— BEGIN DATA SUPPLIED —
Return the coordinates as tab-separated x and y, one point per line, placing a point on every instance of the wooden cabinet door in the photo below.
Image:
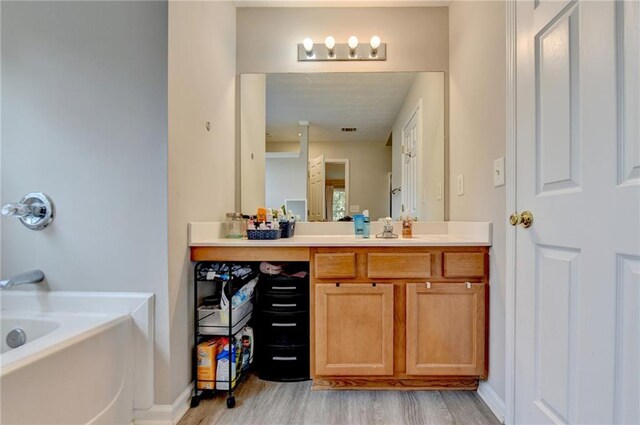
— END DATA SUPPLIED —
— BEGIN DATA SUPPLIED —
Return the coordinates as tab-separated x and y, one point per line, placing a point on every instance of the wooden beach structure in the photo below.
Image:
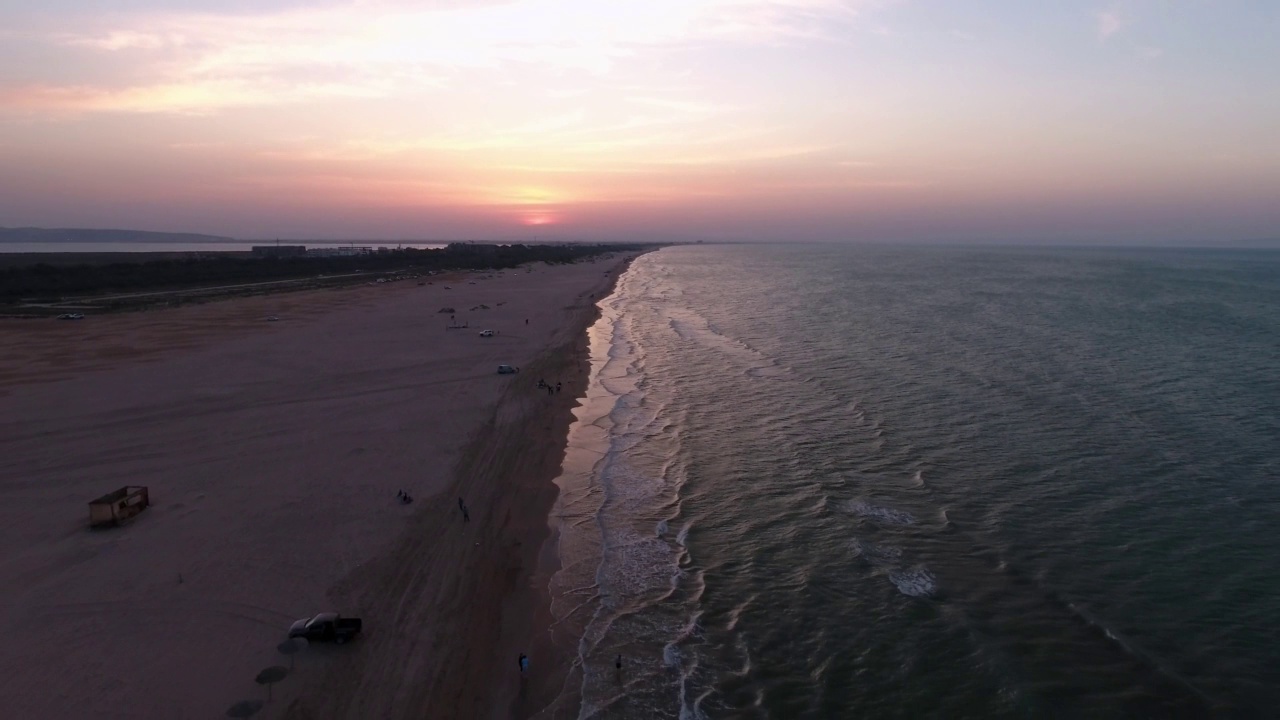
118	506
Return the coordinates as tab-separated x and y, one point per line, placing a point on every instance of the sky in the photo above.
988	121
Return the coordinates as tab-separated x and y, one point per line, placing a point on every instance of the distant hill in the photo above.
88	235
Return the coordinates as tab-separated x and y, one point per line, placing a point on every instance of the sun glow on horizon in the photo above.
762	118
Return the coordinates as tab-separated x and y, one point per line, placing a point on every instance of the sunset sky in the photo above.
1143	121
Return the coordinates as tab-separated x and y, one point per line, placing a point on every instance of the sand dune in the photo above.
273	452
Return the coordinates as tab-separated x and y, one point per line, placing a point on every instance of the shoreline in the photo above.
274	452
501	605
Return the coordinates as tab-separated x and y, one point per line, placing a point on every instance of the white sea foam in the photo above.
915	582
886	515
— END DATA SUPPLIED —
— BEGIN DATA SUPPLIED —
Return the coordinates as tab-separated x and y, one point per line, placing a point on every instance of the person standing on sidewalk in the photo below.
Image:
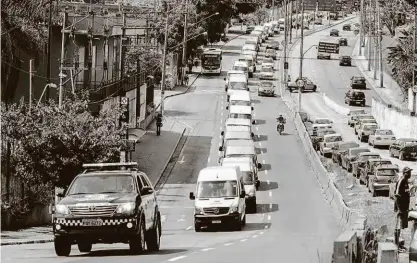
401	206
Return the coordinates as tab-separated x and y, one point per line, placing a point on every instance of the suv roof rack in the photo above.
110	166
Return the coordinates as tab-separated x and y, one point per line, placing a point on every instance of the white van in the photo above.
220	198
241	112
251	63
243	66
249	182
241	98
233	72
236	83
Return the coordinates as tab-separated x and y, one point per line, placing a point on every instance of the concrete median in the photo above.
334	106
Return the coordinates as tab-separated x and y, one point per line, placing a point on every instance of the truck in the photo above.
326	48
— END DATA SUPPLIED —
• **JOB**: State how many lines of the entries above contain the word "white". Reply with the number alone.

• **COMPLETED EXERCISE**: 2